DATA TO USE »
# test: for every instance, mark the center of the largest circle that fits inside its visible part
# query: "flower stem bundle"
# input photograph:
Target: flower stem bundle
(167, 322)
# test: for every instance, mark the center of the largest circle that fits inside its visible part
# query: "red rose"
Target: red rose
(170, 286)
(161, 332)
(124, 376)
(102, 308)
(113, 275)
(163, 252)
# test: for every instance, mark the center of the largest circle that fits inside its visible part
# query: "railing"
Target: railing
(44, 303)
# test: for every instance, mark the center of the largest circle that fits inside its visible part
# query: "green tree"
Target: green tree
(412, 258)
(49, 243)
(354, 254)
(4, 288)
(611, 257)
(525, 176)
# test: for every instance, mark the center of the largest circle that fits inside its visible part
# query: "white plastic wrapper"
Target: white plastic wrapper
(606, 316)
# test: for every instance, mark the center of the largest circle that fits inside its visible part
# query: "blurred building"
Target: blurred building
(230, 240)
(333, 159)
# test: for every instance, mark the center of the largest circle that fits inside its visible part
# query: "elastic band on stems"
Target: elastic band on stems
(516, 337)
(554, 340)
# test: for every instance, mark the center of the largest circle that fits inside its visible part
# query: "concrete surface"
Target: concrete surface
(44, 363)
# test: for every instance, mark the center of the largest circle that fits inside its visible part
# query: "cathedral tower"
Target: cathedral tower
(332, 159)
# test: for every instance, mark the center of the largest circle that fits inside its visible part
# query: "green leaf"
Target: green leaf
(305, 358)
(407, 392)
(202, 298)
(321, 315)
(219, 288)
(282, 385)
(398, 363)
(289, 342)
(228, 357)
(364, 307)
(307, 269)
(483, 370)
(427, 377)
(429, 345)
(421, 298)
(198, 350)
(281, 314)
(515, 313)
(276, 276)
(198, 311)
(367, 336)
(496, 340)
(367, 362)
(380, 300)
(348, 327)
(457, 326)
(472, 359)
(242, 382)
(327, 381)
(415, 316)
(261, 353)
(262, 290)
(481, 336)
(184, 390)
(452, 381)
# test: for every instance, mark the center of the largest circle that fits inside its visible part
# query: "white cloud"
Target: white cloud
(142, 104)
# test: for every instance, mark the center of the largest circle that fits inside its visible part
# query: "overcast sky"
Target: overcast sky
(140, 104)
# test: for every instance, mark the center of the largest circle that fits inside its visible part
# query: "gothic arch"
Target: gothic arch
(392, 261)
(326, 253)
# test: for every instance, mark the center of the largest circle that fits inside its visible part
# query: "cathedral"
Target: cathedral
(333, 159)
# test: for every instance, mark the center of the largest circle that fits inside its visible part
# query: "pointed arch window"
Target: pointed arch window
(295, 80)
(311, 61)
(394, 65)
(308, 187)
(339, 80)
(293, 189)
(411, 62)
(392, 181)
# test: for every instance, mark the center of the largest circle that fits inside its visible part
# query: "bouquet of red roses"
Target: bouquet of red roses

WRITTEN TASK » Give the listing again, word for word.

RESPONSE TO THIS TASK »
# test: for every instance, mark the center of the largest circle that fits inside its visible part
# query: "flower stem bundle"
# input photograph:
Target: flower stem bundle
(167, 322)
# test: for every instance, mark the center of the largest circle that fits inside its visible part
# query: "red rose"
Target: red rose
(170, 286)
(161, 332)
(124, 376)
(102, 308)
(113, 275)
(163, 252)
# test: for every instance, mark the center of the largest circle that fits inside its visible part
# query: "railing"
Target: railing
(44, 303)
# test: for every instance, mark the center of the largest circle that fits inside its visible part
# query: "green tree"
Target: green tree
(412, 258)
(49, 243)
(354, 254)
(4, 288)
(611, 257)
(525, 176)
# test: for every instance, mark the center of the largest circle that fits inside its visible part
# query: "white plastic wrapper"
Target: white plastic wrapper
(606, 316)
# test: for every instance, mark the center of the largest circle that fits inside its visible part
# query: "blurred building"
Target: blurred building
(230, 240)
(333, 159)
# test: for every instance, mark the center of the largest circle that fits inside its visible part
# query: "elastic band on stems"
Target: elastic band on stems
(516, 337)
(554, 340)
# test: for every instance, mark the center of the largest circle that fits inside its visible part
# query: "concrete surface"
Target: concrete surface
(44, 363)
# test: for every instance, mark the center of the largest circle that fits inside its visible part
# query: "cathedral tower"
Target: cathedral tower
(332, 159)
# test: for every instance, mark the center of the largest circle that fits inside its visible part
# query: "green leaf"
Target: green leaf
(305, 358)
(407, 392)
(202, 298)
(321, 315)
(219, 288)
(282, 385)
(398, 363)
(289, 342)
(228, 357)
(364, 307)
(307, 269)
(483, 370)
(427, 377)
(429, 345)
(421, 298)
(198, 350)
(281, 314)
(515, 313)
(276, 276)
(198, 311)
(367, 336)
(496, 340)
(367, 362)
(380, 300)
(348, 327)
(457, 326)
(472, 359)
(242, 382)
(327, 381)
(415, 316)
(261, 353)
(262, 290)
(481, 336)
(184, 390)
(452, 381)
# test: for every instance, mark the center of the largest circle that fits inside its visible part
# query: "white cloud"
Target: white cloud
(142, 104)
# test: for every instance, mark the center of the largest circle that fits inside its visible part
# query: "overcast sky"
Target: overcast sky
(140, 104)
# test: for every instance, mark the center of the largest circle that fits inside its visible part
# query: "gothic arch"
Target: gothic arch
(392, 261)
(326, 253)
# test: for every instance, mark the center of the largest circle that fits inside its visible part
# query: "cathedral"
Target: cathedral
(333, 159)
# test: for every instance, mark the center of the largest circle that fits inside its visible part
# query: "pointed arch window"
Target: pointed arch window
(295, 80)
(311, 61)
(394, 65)
(308, 187)
(339, 80)
(293, 189)
(411, 62)
(392, 181)
# test: for every instance, mark the center of the largest circle that fits inside its visible part
# query: "bouquet of red roses"
Target: bouquet of red roses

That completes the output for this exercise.